[Dataset excerpts on pointing to objects]
· · · · ·

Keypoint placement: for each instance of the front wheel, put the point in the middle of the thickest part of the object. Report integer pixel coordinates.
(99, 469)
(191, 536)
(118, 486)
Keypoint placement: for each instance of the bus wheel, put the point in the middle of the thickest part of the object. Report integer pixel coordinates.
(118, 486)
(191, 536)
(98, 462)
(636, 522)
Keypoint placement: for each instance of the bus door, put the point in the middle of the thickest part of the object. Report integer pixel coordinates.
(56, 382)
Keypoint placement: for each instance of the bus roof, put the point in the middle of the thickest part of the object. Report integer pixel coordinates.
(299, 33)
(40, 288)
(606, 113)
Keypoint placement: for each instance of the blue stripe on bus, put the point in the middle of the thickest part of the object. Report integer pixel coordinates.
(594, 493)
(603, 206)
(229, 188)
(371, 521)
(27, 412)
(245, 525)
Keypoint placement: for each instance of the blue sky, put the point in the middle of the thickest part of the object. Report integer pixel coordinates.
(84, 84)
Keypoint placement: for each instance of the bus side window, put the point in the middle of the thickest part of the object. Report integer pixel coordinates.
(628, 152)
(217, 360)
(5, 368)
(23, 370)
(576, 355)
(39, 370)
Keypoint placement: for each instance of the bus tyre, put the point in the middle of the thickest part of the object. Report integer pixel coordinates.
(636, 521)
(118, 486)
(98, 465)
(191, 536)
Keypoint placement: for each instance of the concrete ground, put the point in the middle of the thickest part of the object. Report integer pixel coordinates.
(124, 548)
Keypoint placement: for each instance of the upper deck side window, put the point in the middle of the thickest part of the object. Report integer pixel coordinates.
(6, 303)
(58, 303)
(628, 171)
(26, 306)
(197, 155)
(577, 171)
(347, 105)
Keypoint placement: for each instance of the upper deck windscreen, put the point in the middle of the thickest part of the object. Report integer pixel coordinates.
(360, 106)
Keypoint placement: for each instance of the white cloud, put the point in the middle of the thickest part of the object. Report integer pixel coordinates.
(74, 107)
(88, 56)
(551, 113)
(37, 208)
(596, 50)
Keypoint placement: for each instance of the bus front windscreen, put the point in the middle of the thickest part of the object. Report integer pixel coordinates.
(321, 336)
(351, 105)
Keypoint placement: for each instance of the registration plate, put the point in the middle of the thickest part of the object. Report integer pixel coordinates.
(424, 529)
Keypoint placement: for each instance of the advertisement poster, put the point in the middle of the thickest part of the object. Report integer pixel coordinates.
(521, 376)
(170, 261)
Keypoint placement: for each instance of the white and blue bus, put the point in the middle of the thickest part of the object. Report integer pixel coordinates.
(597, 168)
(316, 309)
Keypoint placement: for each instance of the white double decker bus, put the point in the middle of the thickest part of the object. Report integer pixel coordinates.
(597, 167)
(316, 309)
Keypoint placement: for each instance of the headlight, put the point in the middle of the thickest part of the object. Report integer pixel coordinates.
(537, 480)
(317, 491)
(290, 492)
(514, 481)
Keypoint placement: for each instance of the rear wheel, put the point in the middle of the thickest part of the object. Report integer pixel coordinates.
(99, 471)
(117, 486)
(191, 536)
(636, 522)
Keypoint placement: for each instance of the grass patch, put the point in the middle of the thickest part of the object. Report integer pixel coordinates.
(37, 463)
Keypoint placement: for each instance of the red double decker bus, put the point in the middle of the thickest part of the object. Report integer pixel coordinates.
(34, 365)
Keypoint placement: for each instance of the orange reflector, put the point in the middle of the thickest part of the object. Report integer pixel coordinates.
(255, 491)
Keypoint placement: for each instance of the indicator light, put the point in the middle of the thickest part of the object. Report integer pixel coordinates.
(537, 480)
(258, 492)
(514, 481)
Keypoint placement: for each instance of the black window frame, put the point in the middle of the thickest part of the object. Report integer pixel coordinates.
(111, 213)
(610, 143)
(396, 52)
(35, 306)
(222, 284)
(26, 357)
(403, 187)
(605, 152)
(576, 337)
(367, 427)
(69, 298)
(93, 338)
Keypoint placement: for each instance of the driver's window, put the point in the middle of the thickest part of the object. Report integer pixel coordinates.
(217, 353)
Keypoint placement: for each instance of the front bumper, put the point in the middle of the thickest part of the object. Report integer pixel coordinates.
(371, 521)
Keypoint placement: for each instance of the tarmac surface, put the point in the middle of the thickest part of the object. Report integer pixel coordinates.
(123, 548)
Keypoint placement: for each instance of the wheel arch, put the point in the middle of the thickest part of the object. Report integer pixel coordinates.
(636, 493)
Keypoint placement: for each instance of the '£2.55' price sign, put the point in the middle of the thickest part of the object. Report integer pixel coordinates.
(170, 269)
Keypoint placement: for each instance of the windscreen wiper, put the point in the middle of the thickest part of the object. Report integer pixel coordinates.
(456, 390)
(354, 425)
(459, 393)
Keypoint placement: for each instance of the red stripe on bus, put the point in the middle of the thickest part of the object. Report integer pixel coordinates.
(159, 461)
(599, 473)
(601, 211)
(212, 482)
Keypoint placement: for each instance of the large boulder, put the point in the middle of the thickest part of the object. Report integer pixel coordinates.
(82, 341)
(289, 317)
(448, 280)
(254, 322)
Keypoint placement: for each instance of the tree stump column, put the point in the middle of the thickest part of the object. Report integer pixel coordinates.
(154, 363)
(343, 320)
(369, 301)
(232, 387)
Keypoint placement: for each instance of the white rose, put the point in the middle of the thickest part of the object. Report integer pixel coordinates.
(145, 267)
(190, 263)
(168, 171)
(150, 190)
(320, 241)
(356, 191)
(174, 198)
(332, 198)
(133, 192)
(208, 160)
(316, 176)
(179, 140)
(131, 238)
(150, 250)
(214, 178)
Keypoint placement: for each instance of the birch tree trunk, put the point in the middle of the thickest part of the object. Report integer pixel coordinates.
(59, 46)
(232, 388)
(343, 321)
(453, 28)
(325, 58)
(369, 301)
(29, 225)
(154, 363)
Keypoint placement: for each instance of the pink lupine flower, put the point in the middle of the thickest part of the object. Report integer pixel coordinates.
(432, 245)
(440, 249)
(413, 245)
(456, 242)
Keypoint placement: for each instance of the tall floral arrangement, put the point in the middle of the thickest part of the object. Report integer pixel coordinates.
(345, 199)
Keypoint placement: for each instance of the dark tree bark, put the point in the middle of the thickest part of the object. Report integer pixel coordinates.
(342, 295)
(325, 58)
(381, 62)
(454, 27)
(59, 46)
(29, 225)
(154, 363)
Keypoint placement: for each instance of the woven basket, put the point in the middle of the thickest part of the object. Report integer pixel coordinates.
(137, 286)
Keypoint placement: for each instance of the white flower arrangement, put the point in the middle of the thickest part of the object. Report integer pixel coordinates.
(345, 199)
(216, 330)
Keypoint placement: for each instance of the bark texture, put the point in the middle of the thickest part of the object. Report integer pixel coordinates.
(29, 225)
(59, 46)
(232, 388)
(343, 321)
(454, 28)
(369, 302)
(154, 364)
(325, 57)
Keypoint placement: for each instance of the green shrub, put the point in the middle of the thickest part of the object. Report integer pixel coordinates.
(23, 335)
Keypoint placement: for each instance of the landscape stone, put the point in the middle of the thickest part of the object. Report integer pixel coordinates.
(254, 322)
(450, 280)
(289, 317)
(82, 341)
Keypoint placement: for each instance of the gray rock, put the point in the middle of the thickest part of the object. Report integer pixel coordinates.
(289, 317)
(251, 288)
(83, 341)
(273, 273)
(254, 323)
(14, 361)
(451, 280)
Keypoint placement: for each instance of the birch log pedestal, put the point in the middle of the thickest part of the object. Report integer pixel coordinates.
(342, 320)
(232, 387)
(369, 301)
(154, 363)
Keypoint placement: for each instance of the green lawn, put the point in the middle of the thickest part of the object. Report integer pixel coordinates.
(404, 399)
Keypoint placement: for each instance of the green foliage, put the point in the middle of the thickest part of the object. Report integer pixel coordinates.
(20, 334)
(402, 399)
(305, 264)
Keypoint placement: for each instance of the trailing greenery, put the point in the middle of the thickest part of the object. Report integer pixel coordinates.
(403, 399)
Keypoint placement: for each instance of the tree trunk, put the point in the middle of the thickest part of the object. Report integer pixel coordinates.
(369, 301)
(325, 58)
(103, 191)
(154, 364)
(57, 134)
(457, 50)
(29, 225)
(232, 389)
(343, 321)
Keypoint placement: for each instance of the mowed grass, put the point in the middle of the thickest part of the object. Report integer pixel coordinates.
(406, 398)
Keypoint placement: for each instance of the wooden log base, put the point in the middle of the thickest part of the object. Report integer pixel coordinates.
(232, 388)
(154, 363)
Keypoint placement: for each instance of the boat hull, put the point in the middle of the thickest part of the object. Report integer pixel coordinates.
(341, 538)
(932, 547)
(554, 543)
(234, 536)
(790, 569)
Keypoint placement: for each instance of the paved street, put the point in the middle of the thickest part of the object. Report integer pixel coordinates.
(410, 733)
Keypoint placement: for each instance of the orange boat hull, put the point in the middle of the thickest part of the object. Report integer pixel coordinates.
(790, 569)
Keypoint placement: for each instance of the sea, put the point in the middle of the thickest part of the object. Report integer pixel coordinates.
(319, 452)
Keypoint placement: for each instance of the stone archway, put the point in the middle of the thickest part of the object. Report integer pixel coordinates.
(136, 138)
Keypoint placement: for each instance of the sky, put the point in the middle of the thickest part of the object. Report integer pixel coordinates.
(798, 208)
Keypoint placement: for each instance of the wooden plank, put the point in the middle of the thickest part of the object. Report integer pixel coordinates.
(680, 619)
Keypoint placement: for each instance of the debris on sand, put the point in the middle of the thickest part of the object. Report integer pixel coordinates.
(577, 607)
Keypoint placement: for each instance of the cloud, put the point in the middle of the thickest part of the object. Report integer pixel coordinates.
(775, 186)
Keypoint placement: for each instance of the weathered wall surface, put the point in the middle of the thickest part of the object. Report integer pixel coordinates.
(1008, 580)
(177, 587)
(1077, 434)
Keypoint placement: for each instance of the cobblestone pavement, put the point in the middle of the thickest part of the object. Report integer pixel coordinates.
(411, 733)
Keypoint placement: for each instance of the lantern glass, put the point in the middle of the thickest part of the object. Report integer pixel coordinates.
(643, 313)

· · · · ·

▶ [The exercise]
Rewrite as a numbered list the lines of the records starting with the line containing "Keypoint placement: for each instance of the debris" and going on through the line containing "(1077, 434)", omitting any blank lines.

▶ [The output]
1. Keypoint placement: for each instance of the debris on sand, put the point in the middle of the thickest part of the object. Report integer pixel coordinates.
2. (577, 607)
3. Keypoint placement: for each instance of the cloud, put the point in the middle of the thickest part of the object. Report integer pixel coordinates.
4. (775, 186)
5. Keypoint placement: for each instance of the weathered wall surface, put the point in the middle of the thickest part of the object. Report integer pixel coordinates.
6. (1008, 580)
7. (177, 587)
8. (1077, 434)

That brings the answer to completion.